__Extract__:
○ ○ ○

Today, applications of artificial intelligence (AI) are everywhere: in transportation, security, medicine, manufacturing, and social media feeds.
While much study has been done on the engineering and ethical dimensions of pervasive new technologies, said Baobao Zhang, a Klarman Postdoctoral Fellow in the College of Arts and Sciences, empirical social science research is also needed to understand how people react to tech—and how governments create policy around it.
“We live in a democratic society and I think a lot of these technologies are being pushed onto users without their fully understanding what’s happening,” Zhang said. “I think we should value the input of the users and the general public so we don’t get what some people worry about—surveillance capitalism or the surveillance state.”
Based in the Department of Government, Zhang is researching trust in digital technology and the governance of AI. For her, the three-year Klarman Postdoctoral Fellowship is an opportunity to research technology policy, working closely with Sarah Kreps, the John L. Wetherill Professor of government.
“I’d followed Baobao’s work for years,” Kreps said. “She and I were at the same workshop when she was a first year Ph.D. student [at Yale] and she was already incredibly impressive. She was working on experimental methods, but then started to work on artificial intelligence, which was an emerging interest of mine.”
Zhang uses social science techniques, such as surveys, to measure perceptions of technology among general and specific populations, such as machine learning researchers.
“Based on my existing work, the public is not a monolithic whole. There’s a lot of heterogeneity in people’s trust in these emerging technologies,” Zhang said. “What I’m hoping to do in collaboration is to study what trust looks like among the people who are using the technology [and among] members of the public.”
In a current project with collaborators from Oxford University and the University of Pennsylvania, Zhang surveyed AI and machine learning researchers to get their perspective on AI ethics and governance. In other, recently published research, the team found perception gaps between what technical experts expect for AI development timelines, compared to the public.

○ ○ ○

__Record excerpts__:

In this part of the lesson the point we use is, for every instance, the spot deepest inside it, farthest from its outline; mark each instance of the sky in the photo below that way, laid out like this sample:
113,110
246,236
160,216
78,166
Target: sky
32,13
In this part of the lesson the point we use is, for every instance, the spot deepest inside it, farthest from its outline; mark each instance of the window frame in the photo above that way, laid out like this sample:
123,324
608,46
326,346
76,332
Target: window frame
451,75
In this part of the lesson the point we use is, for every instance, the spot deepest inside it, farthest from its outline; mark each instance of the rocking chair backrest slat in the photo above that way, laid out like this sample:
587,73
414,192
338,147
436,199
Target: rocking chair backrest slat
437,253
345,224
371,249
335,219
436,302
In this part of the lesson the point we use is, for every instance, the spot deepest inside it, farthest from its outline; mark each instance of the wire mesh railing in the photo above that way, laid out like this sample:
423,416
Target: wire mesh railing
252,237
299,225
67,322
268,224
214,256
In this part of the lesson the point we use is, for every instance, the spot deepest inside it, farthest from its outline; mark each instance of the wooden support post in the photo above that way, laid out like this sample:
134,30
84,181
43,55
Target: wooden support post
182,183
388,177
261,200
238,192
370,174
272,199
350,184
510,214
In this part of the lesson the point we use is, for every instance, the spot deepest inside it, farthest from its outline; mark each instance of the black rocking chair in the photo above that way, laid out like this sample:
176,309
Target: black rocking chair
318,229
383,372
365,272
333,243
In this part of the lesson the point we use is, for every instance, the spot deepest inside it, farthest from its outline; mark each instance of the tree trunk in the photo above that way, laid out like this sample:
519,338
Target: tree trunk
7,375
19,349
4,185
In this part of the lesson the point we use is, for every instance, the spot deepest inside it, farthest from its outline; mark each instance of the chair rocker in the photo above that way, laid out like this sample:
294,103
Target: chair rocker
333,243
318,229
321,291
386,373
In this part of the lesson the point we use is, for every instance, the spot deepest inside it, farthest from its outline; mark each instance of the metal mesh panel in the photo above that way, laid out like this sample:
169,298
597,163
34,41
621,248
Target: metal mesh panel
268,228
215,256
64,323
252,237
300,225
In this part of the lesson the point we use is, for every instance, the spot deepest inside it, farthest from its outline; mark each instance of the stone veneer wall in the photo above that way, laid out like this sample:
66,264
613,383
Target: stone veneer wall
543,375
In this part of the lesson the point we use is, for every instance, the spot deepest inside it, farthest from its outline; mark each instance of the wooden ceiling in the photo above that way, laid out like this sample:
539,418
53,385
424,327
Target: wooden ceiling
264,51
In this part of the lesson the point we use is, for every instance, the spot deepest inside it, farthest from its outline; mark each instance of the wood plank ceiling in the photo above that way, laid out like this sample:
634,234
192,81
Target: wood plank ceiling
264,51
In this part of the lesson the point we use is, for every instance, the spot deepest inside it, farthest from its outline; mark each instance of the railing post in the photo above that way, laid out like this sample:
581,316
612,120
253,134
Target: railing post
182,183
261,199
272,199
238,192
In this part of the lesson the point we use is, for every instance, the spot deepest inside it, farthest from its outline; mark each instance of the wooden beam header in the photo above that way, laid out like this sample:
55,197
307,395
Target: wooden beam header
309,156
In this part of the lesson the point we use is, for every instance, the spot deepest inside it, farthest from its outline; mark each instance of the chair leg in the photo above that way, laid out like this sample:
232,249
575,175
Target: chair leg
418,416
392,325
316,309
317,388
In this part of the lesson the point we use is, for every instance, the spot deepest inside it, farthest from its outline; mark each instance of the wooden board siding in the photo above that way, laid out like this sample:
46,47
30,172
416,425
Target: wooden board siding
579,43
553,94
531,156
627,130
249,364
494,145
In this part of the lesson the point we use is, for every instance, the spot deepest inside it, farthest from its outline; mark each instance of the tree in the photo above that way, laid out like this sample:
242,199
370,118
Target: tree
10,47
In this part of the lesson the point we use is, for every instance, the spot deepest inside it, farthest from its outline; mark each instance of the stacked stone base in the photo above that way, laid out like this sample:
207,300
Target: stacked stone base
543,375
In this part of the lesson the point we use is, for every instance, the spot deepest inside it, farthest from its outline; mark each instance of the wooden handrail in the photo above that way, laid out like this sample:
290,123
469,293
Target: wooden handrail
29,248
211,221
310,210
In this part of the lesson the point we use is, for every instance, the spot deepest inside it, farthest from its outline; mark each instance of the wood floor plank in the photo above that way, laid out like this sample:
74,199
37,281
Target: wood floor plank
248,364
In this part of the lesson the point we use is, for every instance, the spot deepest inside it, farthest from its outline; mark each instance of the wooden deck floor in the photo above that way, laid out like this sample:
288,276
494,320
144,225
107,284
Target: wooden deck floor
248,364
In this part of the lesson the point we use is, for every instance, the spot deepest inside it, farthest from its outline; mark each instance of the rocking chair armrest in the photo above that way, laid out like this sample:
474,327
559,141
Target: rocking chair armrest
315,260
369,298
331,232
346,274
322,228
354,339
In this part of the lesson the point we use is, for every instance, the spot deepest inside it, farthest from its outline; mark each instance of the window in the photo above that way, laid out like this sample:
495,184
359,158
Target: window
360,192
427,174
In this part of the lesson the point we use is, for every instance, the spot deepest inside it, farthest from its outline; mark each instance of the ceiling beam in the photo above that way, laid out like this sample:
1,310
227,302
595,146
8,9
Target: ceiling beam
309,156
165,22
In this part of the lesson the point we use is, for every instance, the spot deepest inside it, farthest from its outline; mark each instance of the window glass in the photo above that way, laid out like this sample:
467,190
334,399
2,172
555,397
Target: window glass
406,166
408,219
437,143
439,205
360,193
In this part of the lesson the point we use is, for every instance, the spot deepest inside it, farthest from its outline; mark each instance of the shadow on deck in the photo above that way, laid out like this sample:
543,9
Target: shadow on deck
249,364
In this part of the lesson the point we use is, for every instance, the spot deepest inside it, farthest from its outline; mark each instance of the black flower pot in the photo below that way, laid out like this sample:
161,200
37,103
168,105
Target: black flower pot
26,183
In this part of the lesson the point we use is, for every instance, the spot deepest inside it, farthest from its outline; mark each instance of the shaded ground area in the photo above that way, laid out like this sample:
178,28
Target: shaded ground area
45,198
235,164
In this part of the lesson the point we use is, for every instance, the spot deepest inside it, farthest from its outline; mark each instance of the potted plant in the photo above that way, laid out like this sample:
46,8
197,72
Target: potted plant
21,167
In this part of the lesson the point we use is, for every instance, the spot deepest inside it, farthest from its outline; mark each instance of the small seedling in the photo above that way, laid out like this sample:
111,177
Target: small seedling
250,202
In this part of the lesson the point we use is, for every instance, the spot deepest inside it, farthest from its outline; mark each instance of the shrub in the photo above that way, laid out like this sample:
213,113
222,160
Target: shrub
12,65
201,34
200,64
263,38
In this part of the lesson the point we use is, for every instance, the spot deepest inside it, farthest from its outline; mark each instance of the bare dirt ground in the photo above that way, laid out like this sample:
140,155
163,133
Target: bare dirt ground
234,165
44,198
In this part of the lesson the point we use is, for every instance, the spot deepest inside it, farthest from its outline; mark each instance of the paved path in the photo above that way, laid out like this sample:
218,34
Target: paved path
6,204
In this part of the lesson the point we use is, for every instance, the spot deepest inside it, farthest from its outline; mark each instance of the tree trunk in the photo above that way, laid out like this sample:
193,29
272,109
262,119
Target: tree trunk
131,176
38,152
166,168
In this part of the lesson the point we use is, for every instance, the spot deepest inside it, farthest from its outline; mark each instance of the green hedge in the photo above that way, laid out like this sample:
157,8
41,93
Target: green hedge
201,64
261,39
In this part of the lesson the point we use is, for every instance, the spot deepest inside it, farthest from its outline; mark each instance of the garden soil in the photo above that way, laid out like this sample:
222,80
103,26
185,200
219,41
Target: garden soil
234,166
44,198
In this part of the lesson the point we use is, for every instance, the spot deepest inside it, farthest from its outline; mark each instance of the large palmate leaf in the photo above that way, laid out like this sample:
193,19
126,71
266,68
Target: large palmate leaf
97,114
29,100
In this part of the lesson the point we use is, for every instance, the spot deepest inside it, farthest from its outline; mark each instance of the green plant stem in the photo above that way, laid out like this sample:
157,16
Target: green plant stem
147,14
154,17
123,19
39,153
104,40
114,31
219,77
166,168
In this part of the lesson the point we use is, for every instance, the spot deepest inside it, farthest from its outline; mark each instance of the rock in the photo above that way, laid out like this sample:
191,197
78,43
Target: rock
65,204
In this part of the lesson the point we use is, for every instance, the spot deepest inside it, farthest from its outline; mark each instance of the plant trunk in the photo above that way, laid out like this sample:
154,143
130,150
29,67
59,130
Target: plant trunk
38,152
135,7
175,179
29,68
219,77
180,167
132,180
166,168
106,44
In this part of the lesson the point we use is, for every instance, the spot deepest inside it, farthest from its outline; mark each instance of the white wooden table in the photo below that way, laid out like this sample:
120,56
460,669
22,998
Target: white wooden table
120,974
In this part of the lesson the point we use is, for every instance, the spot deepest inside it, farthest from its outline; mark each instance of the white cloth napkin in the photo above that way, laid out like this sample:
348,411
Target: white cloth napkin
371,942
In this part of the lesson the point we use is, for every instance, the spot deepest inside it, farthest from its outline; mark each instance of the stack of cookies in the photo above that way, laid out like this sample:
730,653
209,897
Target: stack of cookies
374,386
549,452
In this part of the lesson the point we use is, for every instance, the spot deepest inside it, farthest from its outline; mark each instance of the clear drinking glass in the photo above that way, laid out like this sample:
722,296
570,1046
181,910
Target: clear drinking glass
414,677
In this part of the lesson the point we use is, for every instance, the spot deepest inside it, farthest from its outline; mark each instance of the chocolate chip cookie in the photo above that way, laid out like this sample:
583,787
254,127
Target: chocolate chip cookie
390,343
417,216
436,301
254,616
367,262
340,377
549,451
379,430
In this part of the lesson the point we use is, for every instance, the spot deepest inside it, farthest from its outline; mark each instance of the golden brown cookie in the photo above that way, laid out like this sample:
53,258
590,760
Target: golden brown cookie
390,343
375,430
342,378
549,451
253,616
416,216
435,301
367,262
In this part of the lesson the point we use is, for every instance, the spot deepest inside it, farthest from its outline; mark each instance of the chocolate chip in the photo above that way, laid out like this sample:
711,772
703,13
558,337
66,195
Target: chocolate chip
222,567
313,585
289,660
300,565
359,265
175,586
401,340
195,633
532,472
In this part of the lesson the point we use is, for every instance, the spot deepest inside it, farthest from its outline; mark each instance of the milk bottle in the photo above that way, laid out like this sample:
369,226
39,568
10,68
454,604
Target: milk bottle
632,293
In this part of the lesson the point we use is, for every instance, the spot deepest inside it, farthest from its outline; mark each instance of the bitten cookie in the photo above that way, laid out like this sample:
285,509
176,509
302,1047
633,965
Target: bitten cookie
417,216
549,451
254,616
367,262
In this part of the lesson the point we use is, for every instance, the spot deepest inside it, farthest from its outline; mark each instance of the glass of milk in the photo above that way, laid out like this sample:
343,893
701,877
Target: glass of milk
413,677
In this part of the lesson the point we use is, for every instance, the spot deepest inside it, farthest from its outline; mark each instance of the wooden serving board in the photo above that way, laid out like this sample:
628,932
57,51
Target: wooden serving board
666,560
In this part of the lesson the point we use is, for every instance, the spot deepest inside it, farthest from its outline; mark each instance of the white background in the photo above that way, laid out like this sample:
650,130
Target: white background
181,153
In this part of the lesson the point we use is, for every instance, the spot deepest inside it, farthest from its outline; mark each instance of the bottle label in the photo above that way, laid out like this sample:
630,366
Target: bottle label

○ ○ ○

__Exercise requirements__:
1. In the article about Baobao Zhang's research, which department is Zhang based in?
2. From the article about Baobao Zhang's research, return the passage between "Zhang uses social" and "to the public.", inclusive.
The entries have no connection to the article about Baobao Zhang's research.

__Responses__:
1. The Department of Government.

2.
Zhang uses social science techniques, such as surveys, to measure perceptions of technology among general and specific populations, such as machine learning researchers.
“Based on my existing work, the public is not a monolithic whole. There’s a lot of heterogeneity in people’s trust in these emerging technologies,” Zhang said. “What I’m hoping to do in collaboration is to study what trust looks like among the people who are using the technology [and among] members of the public.”
In a current project with collaborators from Oxford University and the University of Pennsylvania, Zhang surveyed AI and machine learning researchers to get their perspective on AI ethics and governance. In other, recently published research, the team found perception gaps between what technical experts expect for AI development timelines, compared to the public.